__Try it__
Go through the listing and return every line with "sample" in it.

__Given information__
=== Section Start ===

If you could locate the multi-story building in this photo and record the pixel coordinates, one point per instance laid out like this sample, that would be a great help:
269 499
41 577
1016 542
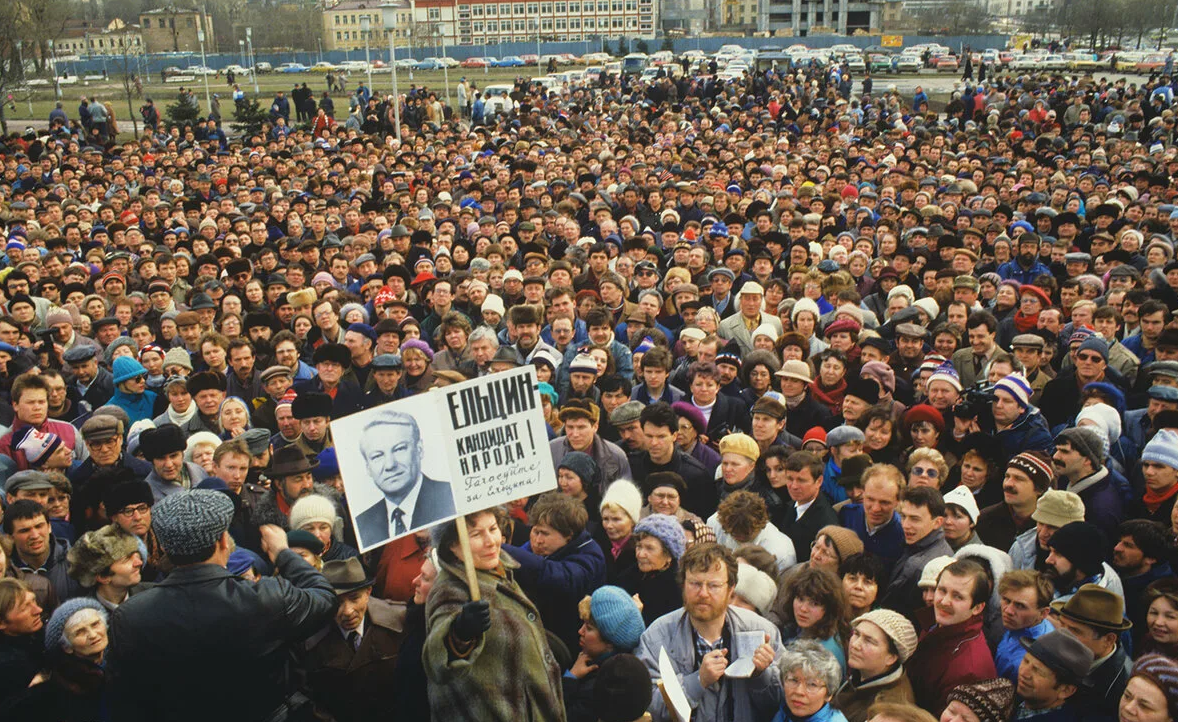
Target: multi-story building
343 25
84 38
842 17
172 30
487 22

=== Section End ===
=== Section Start ===

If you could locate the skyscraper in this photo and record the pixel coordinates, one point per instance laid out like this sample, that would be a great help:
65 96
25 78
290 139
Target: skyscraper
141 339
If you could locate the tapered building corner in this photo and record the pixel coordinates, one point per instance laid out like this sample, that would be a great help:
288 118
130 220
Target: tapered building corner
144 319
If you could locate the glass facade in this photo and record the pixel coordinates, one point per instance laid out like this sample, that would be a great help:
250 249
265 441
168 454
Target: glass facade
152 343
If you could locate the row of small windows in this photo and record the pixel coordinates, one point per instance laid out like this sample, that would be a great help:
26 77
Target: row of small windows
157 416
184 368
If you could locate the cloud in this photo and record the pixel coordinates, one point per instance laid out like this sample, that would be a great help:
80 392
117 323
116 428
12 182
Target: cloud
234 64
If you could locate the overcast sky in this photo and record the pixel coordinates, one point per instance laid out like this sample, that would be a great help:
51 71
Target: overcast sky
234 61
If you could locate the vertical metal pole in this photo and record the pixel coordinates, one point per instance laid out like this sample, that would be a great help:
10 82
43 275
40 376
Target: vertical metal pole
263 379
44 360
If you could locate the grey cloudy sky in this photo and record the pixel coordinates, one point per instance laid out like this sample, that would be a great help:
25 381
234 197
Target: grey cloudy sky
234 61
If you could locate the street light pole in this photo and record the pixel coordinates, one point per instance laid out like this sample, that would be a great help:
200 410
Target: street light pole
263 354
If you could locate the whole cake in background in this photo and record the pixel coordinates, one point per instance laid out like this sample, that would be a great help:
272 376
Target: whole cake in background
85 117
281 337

=== Section End ===

__Result below__
If you could locate the multi-story building in this photo and record the pixel coordinates, one point per instance laid out like this sample, that would be a great help:
If you could locate the skyscraper in this photo and record the pixel coordinates, one point per instance laid out like this sample, that would be a great help:
If you could locate the tapered building corner in this photo and record the pixel coordinates, one point per instance laid out like this sample, that would be a great help:
If you could locate the glass facade in this photo and record the pixel coordinates, one point per instance laid out like this sample, that would be a great help:
If you could locate the row of small windows in this photo and record the pixel coordinates, one point per instance laid out like this sample, that would be a great help:
If you could locate the cloud in this photo and record the pixel coordinates, one point per instance laid out like this sample, that would be a great help:
If you could locate the overcast sky in this photo and record the pixel coordinates, one point per instance laid out like this sample, that would be a great help:
If you could locate the vertical metal pole in this photo and record the pixel coordinates, one point per instance laid out like this sample, that would be a great help:
If you could locate the grey cloudy sky in this photo and record the pixel coordinates, one point per instance laid out like this sample, that would be a great help:
If you could locate the street light pole in this photo and record the pixel coordinates, one point per instance laid out like this sample, that would be a great help:
If you could locate the whole cake in background in this photo and record the pixel coordinates, one point per instance laid out like this sample, that would be a great help:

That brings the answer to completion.